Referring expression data
___

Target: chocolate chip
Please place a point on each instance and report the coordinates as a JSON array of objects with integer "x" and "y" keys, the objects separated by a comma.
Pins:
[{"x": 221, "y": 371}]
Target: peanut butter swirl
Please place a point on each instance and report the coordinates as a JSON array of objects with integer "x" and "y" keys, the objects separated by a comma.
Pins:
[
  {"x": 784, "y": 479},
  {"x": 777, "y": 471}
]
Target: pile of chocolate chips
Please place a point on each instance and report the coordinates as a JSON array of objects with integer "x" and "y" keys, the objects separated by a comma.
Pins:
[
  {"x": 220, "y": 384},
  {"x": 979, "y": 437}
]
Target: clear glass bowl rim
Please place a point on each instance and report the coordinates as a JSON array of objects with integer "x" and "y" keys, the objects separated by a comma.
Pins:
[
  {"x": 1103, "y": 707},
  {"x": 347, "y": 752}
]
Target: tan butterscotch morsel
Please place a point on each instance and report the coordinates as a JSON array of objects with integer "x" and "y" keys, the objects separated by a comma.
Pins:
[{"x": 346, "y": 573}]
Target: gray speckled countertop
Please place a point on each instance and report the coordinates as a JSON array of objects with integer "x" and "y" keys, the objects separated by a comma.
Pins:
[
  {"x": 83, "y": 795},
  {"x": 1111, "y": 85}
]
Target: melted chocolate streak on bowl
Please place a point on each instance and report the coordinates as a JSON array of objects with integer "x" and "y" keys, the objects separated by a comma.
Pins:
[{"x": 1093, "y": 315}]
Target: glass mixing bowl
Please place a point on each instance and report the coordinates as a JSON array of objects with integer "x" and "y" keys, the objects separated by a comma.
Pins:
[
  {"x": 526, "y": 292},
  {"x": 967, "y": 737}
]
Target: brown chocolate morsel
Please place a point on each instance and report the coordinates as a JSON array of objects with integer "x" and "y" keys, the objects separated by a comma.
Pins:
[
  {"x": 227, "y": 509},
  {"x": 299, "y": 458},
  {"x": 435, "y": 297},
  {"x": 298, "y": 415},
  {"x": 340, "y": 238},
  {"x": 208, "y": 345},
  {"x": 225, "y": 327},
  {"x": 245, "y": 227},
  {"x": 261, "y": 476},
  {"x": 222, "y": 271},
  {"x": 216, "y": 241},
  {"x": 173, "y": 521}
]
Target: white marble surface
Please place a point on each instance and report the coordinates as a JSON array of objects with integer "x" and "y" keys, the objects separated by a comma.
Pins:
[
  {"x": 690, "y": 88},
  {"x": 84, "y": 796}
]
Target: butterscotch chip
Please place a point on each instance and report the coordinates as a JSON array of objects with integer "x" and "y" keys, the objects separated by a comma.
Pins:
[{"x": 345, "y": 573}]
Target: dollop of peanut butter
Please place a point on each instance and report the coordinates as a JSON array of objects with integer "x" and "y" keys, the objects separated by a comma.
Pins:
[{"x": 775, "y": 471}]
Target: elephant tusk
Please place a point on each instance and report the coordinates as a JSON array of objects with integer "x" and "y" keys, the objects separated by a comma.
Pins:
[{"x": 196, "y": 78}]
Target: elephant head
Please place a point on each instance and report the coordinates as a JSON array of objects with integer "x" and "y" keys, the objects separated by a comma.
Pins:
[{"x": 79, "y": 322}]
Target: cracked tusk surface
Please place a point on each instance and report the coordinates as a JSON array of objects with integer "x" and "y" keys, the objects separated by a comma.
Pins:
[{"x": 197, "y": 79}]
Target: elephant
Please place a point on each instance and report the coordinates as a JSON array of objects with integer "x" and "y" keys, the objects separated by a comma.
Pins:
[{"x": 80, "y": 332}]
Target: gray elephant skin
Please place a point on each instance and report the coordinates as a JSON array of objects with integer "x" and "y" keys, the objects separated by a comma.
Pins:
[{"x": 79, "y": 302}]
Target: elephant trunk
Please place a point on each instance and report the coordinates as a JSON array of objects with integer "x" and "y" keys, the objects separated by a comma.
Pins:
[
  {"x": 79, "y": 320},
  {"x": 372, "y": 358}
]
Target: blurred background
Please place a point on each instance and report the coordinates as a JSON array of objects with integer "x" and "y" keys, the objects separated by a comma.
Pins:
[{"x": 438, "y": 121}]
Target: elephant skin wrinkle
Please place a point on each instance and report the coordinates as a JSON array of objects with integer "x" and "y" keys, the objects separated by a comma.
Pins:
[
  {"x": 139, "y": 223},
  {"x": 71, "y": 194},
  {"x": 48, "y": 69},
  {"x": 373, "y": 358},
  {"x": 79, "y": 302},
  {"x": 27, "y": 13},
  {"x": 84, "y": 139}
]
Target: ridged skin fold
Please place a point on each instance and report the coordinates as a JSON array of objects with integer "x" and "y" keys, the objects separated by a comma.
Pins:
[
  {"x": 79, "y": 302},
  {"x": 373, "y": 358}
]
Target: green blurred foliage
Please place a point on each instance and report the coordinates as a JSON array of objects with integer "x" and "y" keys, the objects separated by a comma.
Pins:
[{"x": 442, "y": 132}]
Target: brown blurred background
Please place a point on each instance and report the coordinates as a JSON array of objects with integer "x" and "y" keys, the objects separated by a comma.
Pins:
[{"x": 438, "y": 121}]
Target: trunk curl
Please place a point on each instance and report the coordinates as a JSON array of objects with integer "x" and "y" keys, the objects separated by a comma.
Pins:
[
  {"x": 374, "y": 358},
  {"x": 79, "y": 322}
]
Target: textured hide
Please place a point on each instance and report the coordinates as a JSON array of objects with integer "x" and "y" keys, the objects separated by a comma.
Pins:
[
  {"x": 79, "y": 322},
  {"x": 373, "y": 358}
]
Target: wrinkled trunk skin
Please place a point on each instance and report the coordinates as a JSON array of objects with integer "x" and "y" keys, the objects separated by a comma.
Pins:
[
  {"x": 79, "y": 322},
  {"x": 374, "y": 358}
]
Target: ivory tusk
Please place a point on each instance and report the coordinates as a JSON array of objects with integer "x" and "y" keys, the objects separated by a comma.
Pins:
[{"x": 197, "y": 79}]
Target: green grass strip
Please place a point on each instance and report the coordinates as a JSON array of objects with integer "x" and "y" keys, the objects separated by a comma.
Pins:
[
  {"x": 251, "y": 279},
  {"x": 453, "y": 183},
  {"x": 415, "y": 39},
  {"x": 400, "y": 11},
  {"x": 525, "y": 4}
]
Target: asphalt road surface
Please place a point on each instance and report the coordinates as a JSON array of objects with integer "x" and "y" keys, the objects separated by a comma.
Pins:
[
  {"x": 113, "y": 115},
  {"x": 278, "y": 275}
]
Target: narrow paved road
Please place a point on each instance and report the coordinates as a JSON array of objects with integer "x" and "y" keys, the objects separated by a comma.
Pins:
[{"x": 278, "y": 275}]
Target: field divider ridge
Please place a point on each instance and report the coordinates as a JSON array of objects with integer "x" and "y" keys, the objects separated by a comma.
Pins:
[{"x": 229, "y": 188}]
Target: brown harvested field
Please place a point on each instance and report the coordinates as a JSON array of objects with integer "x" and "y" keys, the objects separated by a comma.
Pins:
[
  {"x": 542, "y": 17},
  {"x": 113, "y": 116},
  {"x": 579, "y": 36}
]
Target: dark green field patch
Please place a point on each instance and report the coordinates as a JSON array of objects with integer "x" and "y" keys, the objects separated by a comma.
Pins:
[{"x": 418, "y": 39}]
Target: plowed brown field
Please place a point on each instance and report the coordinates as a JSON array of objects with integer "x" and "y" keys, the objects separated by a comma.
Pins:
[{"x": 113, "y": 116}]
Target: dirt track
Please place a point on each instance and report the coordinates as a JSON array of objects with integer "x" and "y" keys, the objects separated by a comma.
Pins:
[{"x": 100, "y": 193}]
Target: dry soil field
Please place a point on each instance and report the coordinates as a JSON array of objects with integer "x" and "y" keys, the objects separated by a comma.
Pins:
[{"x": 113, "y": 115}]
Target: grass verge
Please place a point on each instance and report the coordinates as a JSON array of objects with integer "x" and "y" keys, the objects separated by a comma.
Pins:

___

How many of the lines above contain the word "field"? Give the number alone.

**Solution for this problem**
5